Provided data: Begin

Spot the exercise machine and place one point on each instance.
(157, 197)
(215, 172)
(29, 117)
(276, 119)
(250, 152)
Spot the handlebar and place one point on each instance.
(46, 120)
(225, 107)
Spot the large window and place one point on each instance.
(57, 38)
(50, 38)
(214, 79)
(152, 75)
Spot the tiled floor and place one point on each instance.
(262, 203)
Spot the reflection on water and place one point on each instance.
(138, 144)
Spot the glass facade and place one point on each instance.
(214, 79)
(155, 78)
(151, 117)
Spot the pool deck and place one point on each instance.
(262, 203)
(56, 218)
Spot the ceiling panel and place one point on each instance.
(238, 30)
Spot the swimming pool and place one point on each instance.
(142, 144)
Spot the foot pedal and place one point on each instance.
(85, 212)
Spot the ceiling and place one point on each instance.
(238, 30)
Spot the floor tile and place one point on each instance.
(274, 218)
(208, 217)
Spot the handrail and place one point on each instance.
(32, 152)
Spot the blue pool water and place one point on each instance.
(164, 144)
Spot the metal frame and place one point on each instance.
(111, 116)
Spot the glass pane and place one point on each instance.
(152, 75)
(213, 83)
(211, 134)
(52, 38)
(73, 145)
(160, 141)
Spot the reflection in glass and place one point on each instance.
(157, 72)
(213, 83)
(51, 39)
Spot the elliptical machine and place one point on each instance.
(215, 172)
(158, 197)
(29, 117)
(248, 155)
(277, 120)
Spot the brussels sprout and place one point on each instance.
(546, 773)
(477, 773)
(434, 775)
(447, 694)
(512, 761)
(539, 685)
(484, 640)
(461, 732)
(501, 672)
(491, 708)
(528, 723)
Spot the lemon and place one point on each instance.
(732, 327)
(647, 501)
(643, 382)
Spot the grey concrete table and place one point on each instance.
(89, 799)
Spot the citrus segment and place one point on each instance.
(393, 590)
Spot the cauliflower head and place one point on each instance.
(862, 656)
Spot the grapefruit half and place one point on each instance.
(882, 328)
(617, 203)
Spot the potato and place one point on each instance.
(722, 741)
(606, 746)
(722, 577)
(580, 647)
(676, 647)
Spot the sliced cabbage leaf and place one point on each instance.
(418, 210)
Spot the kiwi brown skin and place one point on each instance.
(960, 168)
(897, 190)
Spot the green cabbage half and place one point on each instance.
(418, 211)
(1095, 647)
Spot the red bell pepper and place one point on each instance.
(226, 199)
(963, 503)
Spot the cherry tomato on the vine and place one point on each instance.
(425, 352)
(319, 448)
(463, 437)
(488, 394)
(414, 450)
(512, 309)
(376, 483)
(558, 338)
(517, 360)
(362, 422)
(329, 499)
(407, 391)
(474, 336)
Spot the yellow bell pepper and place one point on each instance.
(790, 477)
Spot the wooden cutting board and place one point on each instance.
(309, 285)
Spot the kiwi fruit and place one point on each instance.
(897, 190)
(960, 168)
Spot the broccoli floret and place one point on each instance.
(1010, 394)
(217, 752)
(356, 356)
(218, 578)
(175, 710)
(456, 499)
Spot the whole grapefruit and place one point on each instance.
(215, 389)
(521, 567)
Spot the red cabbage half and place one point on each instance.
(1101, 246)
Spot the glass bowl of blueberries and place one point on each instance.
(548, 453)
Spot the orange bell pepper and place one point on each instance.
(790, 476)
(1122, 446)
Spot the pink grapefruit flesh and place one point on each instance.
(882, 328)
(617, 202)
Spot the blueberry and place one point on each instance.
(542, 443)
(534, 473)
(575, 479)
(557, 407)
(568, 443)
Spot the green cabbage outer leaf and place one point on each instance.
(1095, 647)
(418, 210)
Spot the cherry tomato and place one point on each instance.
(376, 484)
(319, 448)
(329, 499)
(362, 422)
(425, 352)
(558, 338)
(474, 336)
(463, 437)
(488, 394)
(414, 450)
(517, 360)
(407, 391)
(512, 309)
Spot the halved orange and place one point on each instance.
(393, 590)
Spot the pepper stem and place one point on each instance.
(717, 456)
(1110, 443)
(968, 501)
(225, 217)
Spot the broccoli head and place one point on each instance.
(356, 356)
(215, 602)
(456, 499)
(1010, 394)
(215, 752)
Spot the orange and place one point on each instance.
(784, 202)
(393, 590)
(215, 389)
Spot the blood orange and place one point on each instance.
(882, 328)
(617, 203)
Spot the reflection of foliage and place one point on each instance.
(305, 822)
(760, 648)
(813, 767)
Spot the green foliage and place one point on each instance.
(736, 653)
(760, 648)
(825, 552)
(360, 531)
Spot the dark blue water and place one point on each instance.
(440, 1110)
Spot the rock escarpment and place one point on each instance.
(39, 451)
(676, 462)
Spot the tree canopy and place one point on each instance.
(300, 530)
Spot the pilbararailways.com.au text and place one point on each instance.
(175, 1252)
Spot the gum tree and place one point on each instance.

Provided data: End

Work instruction. Could you restate, word for word, every line from the one containing "Spot the tree" through the last line of the records above, and nothing more?

Solution.
Spot the tree canopy and place one point on each instance.
(300, 530)
Spot the pilbararailways.com.au text and place one point on each instance.
(175, 1252)
Spot the gum tree and place one point on each instance.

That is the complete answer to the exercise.